▶ **Material provided**:
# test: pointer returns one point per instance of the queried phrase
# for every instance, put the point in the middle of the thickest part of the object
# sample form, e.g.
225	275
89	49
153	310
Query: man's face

▶ **Problem details**:
Reproduce every line of the records above unchanged and in their original order.

▶ **Solution for this task**:
# test: pointer returns one point per instance of the queried phrase
# for every instance, put the point in the middle of the thickest part of the object
# sample form, e.g.
225	275
89	49
153	310
Query: man's face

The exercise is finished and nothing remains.